Summing up his own life, Brother Romard wrote: “Expressing and growing in love for God by doing his will has been the unifying concept that puts my whole life together – religious, personal, professional.”

In a talk to the scholastics at Vincent Hall, he said: “I believe that the life of a Brother of Holy Cross is a good channel for doing God’s will. More specifically, I believe that being a Brother of Holy Cross is God’s will for me. I have found great happiness and a sense of fulfillment as a Brother of Holy Cross (and happiness is not inconsistent with suffering). With the grace of God, I expect to die as a Brother of Holy Cross. And I expect to live forever as a result.”

In a letter dated November 19, 1976, Brother Romard wrote: “When we are young we have many options; when we are old we have very few. This is life. One can associate the increase of years with the deprivation of potential, and hate it; one can see aging as an aspect of the development of an actual life of love, and take satisfaction in it. God grant that we may see it as the latter. In this we will find our peace.  If we want joy and peace in our religious life, we ought to look forward to completing the giving of ourselves to God and to the service of our neighbor. Giving up alternate options is part of moving toward eternal union with God. Having put our hand to the plow, we ought not to look back.”

May our Brother Romard rejoice forever in the presence of God.

This reflection on the life of Brother Romard Barthel, CSC, was a collaborative effort by Brother Donald Blauvelt, CSC and Brother Richard Critz, CSC. It was also adapted by Brother Donald Blauvelt for use as the eulogy at the funeral Mass on December 13, 2016.

PROBLEM DETAILS = Write out the passage of the reflection on Brother Romard from "This reflection on" up to and including "December 13, 2016.". The lines that come next are drawn from a different source.

DATA PROVIDED =
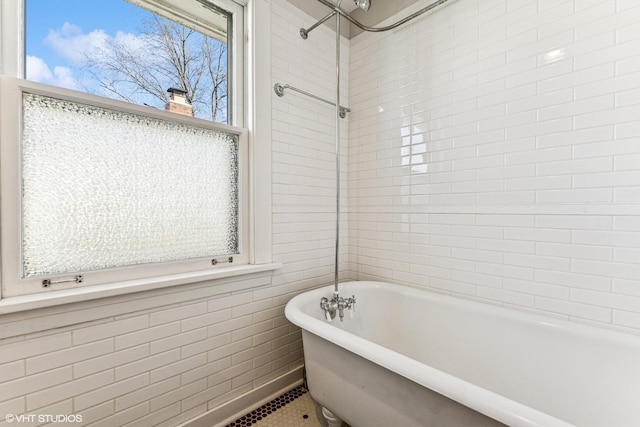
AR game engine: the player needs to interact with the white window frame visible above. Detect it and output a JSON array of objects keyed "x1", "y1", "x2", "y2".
[{"x1": 0, "y1": 0, "x2": 281, "y2": 314}]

WRITTEN RESPONSE =
This reflection on the life of Brother Romard Barthel, CSC, was a collaborative effort by Brother Donald Blauvelt, CSC and Brother Richard Critz, CSC. It was also adapted by Brother Donald Blauvelt for use as the eulogy at the funeral Mass on December 13, 2016.